(Data records Opens)
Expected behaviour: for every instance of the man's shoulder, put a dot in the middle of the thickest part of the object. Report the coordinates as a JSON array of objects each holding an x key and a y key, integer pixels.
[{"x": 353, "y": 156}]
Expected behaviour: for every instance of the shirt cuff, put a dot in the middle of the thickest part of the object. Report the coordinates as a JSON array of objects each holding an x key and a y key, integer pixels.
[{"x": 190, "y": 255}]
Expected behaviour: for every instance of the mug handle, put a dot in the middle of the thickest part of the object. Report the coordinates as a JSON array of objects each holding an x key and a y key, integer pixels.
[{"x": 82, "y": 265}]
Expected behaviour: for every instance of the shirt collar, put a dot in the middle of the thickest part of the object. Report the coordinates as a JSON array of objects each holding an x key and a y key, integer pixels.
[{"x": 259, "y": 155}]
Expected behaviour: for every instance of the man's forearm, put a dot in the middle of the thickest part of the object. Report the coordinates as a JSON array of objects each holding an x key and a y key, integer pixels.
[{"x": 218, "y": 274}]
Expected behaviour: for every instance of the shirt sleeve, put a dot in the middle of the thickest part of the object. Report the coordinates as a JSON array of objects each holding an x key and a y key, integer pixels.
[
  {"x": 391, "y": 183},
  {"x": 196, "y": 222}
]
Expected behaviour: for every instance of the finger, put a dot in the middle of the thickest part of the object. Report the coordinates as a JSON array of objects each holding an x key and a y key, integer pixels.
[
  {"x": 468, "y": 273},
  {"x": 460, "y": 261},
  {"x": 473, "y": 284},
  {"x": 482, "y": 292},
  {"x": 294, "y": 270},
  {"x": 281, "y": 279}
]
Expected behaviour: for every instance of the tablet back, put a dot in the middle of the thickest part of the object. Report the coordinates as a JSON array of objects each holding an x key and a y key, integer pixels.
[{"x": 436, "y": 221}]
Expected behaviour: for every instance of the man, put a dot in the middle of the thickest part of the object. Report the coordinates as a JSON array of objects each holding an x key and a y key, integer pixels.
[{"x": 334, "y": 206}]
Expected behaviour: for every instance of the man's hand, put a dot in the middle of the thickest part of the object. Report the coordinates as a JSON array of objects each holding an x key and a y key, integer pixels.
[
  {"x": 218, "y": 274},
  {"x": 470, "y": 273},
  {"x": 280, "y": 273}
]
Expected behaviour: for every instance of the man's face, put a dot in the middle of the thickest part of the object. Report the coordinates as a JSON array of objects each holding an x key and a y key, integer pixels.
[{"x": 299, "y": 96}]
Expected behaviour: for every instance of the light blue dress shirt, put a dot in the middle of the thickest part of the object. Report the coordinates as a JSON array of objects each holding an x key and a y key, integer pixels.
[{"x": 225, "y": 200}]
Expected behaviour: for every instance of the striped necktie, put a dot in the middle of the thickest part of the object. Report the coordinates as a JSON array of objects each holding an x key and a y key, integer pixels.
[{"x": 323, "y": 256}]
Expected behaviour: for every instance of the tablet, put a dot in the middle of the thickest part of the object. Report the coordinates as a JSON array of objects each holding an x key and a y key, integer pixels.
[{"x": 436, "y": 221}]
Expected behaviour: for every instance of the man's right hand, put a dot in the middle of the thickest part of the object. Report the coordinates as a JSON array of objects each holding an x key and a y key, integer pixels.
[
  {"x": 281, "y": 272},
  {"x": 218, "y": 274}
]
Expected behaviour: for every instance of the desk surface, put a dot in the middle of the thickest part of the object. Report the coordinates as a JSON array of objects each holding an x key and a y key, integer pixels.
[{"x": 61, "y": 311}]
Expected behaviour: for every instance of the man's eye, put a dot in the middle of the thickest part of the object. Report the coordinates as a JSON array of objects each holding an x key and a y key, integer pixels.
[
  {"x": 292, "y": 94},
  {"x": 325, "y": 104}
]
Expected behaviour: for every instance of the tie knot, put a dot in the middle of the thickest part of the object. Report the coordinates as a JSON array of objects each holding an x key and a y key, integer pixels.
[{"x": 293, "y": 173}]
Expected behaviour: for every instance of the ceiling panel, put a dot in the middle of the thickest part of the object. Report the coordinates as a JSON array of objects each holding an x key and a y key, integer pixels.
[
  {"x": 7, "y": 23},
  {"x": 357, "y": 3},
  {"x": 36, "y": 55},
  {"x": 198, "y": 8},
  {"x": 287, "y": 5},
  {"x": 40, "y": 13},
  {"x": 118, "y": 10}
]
(Data records Closes)
## Exercise requirements
Write out exactly the lines of the entries above that run from the line containing "Expected behaviour: for every instance of the tablet, put" through the last line, including both.

## Answer section
Expected behaviour: for every instance of the tablet, put a dot in the middle of the thickest part of the object. Report the coordinates as a JSON array of objects each holding an x key and a y key, integer pixels.
[{"x": 436, "y": 221}]
Expected behaviour: for every instance of the man's right hand, put a dot in the middle of the thickest part of the object. Report the coordinates as a JSON array of objects each holding an x key and a y key, integer pixels.
[
  {"x": 281, "y": 272},
  {"x": 218, "y": 274}
]
Expected behaviour: for every instance of the desk surface, put a dot in the middle of the thickest part of the object. Report the coordinates as a JSON array of objects each holding an x key and a y key, integer pixels.
[{"x": 61, "y": 311}]
Expected behaviour: for every instance of the man's eye, put a dot in the middle of the thickest part of the object. Report the coordinates as a JSON array of objects each holding an x key and a y key, integer pixels.
[
  {"x": 292, "y": 94},
  {"x": 325, "y": 104}
]
Expected behaviour: for every instance of the tie knot, put a dot in the middle of the thickest part of the object. Report the coordinates as a JSON array of objects each holding an x key and a y key, integer pixels.
[{"x": 293, "y": 173}]
Expected behaviour: for every instance of the ceiling panel, put a dot in the middle of the thickest part of the object. Report the coordinates as a JSON array of objects each holding an x key and a y key, integer pixels.
[
  {"x": 7, "y": 23},
  {"x": 357, "y": 3},
  {"x": 36, "y": 55},
  {"x": 198, "y": 8},
  {"x": 287, "y": 5},
  {"x": 40, "y": 13},
  {"x": 118, "y": 10}
]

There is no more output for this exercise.